**** INPUT ROWS ****

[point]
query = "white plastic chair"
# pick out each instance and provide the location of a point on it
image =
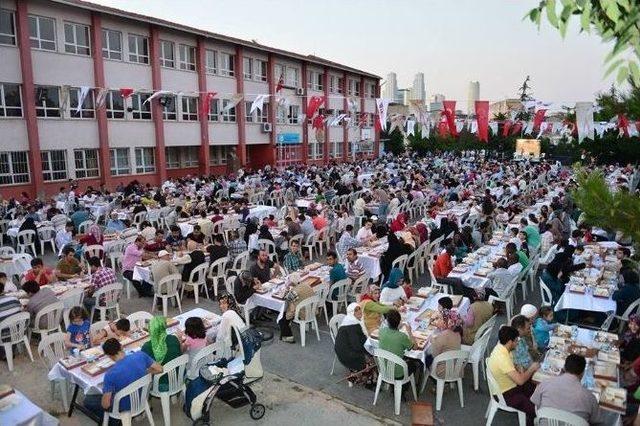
(138, 393)
(387, 362)
(17, 326)
(175, 371)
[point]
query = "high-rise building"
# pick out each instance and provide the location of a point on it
(473, 95)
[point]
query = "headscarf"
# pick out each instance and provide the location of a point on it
(395, 278)
(158, 332)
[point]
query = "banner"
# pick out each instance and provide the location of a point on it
(482, 116)
(584, 120)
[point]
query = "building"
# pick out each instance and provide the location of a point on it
(57, 54)
(473, 95)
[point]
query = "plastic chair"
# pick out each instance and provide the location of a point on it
(138, 393)
(175, 371)
(387, 362)
(17, 326)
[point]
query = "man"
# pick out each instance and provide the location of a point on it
(39, 273)
(68, 267)
(565, 392)
(515, 386)
(126, 370)
(293, 260)
(100, 277)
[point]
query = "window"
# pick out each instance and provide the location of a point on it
(228, 116)
(42, 32)
(145, 161)
(47, 101)
(54, 165)
(115, 105)
(138, 49)
(7, 27)
(167, 58)
(227, 64)
(260, 70)
(187, 59)
(14, 167)
(10, 100)
(168, 104)
(86, 163)
(119, 160)
(189, 108)
(211, 61)
(87, 109)
(141, 109)
(76, 39)
(112, 44)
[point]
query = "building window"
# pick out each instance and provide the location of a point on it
(187, 60)
(119, 160)
(54, 165)
(145, 160)
(141, 109)
(189, 108)
(76, 39)
(14, 167)
(167, 58)
(138, 49)
(7, 27)
(211, 61)
(87, 109)
(42, 32)
(47, 101)
(10, 100)
(115, 105)
(112, 44)
(168, 104)
(227, 66)
(230, 115)
(86, 163)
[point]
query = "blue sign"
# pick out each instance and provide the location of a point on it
(288, 138)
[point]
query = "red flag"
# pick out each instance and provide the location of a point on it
(450, 113)
(482, 116)
(126, 92)
(314, 104)
(537, 119)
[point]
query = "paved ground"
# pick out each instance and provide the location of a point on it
(297, 386)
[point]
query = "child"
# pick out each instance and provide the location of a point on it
(542, 327)
(78, 331)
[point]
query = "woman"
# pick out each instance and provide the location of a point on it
(162, 347)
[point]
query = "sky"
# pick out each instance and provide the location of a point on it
(452, 42)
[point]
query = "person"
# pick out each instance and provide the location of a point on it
(39, 298)
(68, 267)
(100, 277)
(40, 273)
(296, 293)
(126, 370)
(293, 260)
(515, 385)
(161, 347)
(566, 392)
(78, 331)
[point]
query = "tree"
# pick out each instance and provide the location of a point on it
(616, 21)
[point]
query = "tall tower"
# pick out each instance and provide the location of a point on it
(473, 95)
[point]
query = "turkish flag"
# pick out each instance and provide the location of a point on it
(482, 116)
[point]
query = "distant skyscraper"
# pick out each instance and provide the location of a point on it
(472, 96)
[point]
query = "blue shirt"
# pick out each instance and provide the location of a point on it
(124, 372)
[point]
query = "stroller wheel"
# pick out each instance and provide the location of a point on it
(257, 411)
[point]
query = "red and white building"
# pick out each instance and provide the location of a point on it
(50, 50)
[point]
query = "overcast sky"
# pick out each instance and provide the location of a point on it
(451, 41)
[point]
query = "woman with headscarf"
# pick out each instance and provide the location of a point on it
(392, 290)
(162, 347)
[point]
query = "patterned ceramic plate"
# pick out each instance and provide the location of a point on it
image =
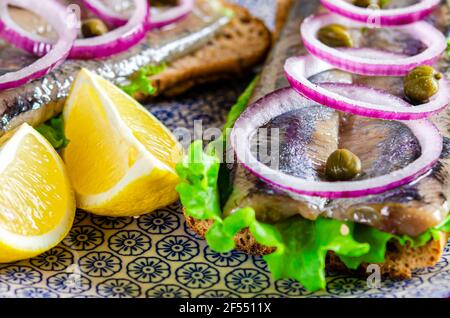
(156, 255)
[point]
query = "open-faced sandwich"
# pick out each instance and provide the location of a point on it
(72, 134)
(186, 42)
(342, 158)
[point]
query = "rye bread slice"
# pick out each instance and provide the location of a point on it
(242, 44)
(399, 262)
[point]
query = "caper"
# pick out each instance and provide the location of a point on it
(335, 35)
(93, 27)
(368, 3)
(421, 84)
(342, 165)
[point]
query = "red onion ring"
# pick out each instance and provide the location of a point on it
(62, 21)
(157, 20)
(285, 100)
(114, 42)
(372, 103)
(429, 35)
(388, 17)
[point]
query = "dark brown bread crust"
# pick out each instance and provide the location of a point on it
(242, 44)
(399, 263)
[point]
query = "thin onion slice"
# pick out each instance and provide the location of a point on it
(285, 100)
(383, 17)
(113, 42)
(345, 60)
(61, 20)
(365, 101)
(157, 19)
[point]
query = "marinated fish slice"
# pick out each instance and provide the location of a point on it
(410, 209)
(43, 98)
(307, 137)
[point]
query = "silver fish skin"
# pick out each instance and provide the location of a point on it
(308, 138)
(42, 99)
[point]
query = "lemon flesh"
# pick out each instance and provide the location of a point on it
(37, 206)
(120, 158)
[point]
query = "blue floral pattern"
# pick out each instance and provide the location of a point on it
(148, 270)
(56, 259)
(129, 243)
(197, 275)
(111, 223)
(159, 222)
(35, 292)
(441, 278)
(347, 286)
(247, 281)
(84, 237)
(118, 288)
(401, 285)
(69, 283)
(100, 264)
(168, 291)
(218, 293)
(177, 248)
(290, 287)
(20, 275)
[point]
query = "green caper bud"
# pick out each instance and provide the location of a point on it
(342, 165)
(93, 27)
(421, 84)
(335, 35)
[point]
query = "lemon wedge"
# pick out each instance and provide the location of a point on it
(37, 206)
(120, 159)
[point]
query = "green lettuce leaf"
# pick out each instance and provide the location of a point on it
(140, 81)
(53, 131)
(198, 190)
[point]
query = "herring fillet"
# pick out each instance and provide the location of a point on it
(42, 99)
(383, 146)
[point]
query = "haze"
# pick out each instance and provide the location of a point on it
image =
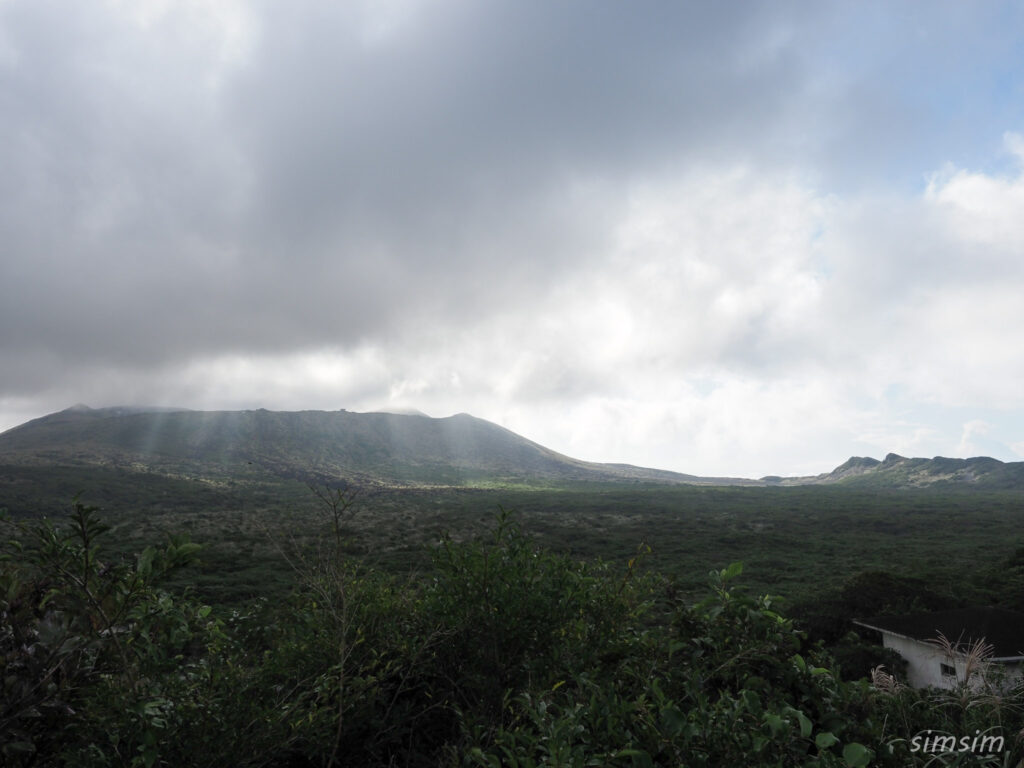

****

* OBJECTIVE: Without the images, write out each line of the data verbatim.

* EXERCISE SOLUTION:
[point]
query = "white plastic chair"
# pick out each instance and provide the location of a point on it
image =
(138, 393)
(387, 362)
(17, 326)
(175, 371)
[point]
query = "high-rise building"
# pick out each instance and provide the location of a point on it
(473, 95)
[point]
query = "headscarf"
# pick out each instance and provide the location of a point on it
(395, 278)
(158, 332)
[point]
query = "banner"
# pick out each instance and provide the location of a point on it
(482, 116)
(584, 120)
[point]
query = "building"
# pick out each instance and provide the location of a point on it
(57, 54)
(473, 95)
[point]
query = "plastic chair"
# pick out each instance and provide the location of a point on it
(138, 393)
(175, 371)
(387, 362)
(17, 326)
[point]
query = "man"
# pick out each instance and provide the location of a point on it
(39, 273)
(68, 267)
(565, 392)
(515, 386)
(126, 370)
(293, 260)
(100, 277)
[point]
query = "window"
# pick out each instance and provide the location of a point on it
(228, 116)
(42, 32)
(145, 161)
(47, 101)
(54, 165)
(115, 105)
(138, 49)
(7, 27)
(167, 58)
(227, 64)
(260, 70)
(187, 59)
(14, 167)
(10, 100)
(168, 104)
(86, 163)
(119, 160)
(189, 108)
(211, 61)
(87, 109)
(141, 109)
(76, 39)
(112, 44)
[point]
query = "building window"
# pick out each instance and provide the location of a point on it
(187, 60)
(119, 160)
(54, 165)
(145, 160)
(141, 109)
(189, 108)
(76, 39)
(14, 167)
(167, 58)
(138, 49)
(7, 27)
(211, 61)
(87, 109)
(42, 32)
(47, 101)
(10, 100)
(115, 105)
(112, 44)
(168, 104)
(227, 66)
(230, 115)
(86, 163)
[point]
query = "blue sign"
# pick out each instance and provide the location of a point on it
(288, 138)
[point]
query = "red flag"
# pick out each instance and provide the location of a point on it
(450, 113)
(482, 116)
(126, 92)
(314, 104)
(537, 119)
[point]
query = "paved ground"
# pick out each instance and provide the location of a point on it
(297, 386)
[point]
query = "child"
# pick out each instance and provide the location of a point on it
(542, 327)
(78, 331)
[point]
query = "woman"
# pick out each instance and provide the location of a point on it
(162, 347)
[point]
query = "sky"
# pick out each instance and provide the location of a point on it
(452, 42)
[point]
query = "person"
# pick out each instance and provide the location of a point on it
(39, 298)
(68, 267)
(100, 277)
(40, 273)
(296, 293)
(126, 370)
(293, 260)
(515, 385)
(161, 347)
(566, 392)
(78, 331)
[point]
query = "tree"
# pick out each instance and provide the location of a point on it
(616, 21)
[point]
query = "tall tower"
# pick out each instance and provide the location of a point on it
(473, 95)
[point]
query = "turkish flag"
# pick out each instance and provide the location of a point on it
(482, 116)
[point]
query = "distant skyscraper"
# pick out each instance and provide the location of a point on it
(472, 96)
[point]
query = "blue shirt"
# pick out each instance and provide the location of a point on it
(124, 372)
[point]
query = "stroller wheel"
# pick out each instance and provide the location of a point on it
(257, 411)
[point]
query = "red and white building"
# pick out each instance and provide the location of a point on it
(50, 50)
[point]
query = "overcast sky"
# pick out each instance and provide the location of a point on it
(451, 41)
[point]
query = "woman with headscarf"
# pick out each instance and provide the location of a point on it
(392, 290)
(162, 347)
[point]
query = "patterned ceramic plate"
# pick out each instance and provide the location of a point on it
image =
(156, 255)
[point]
query = "open-faced sandwich"
# pick out each instance and provide the location of a point on it
(72, 134)
(186, 42)
(342, 158)
[point]
query = "rye bread slice"
# pick out each instance and provide the location of a point on it
(242, 44)
(399, 262)
[point]
query = "caper"
# pick out each instance and provide the location of a point on it
(335, 35)
(93, 27)
(368, 3)
(421, 84)
(342, 165)
[point]
query = "red onion ring"
# pick out each instance and provide the location of a point on it
(62, 21)
(157, 20)
(285, 100)
(114, 42)
(372, 103)
(429, 35)
(388, 17)
[point]
query = "dark brown bread crust"
# pick out each instance and provide the location of a point on it
(242, 44)
(399, 263)
[point]
query = "thin onion slice"
# pick out each instance and provide the location of a point on it
(285, 100)
(383, 17)
(113, 42)
(345, 60)
(61, 20)
(365, 101)
(157, 19)
[point]
query = "marinated fish slice"
# pick out each instance and provide the location of a point on it
(410, 209)
(43, 98)
(307, 137)
[point]
query = "silver fish skin"
# pick out each instance and provide the location of a point on it
(308, 138)
(42, 99)
[point]
query = "lemon flesh"
# pick out each instance and provide the location of a point on it
(37, 206)
(120, 158)
[point]
query = "blue floral pattern"
# pick out each instance and provide the location of a point on it
(148, 270)
(56, 259)
(129, 243)
(197, 275)
(111, 223)
(159, 222)
(35, 292)
(441, 278)
(347, 286)
(247, 281)
(84, 237)
(118, 288)
(401, 285)
(69, 283)
(100, 264)
(168, 291)
(218, 293)
(177, 248)
(290, 287)
(20, 275)
[point]
query = "green caper bud"
# pick out each instance and provide the location of a point on it
(342, 165)
(93, 27)
(421, 84)
(335, 35)
[point]
query = "lemon wedge"
# pick out each instance and provide the location of a point on it
(37, 206)
(120, 159)
[point]
query = "green lettuce leaf"
# pick out each instance and provide the location of a point on it
(140, 81)
(53, 131)
(198, 190)
[point]
query = "herring fillet"
# pick out each instance and provide the location of a point on it
(42, 99)
(383, 146)
[point]
query = "haze"
# pick out each instance and provide the location of a point on it
image =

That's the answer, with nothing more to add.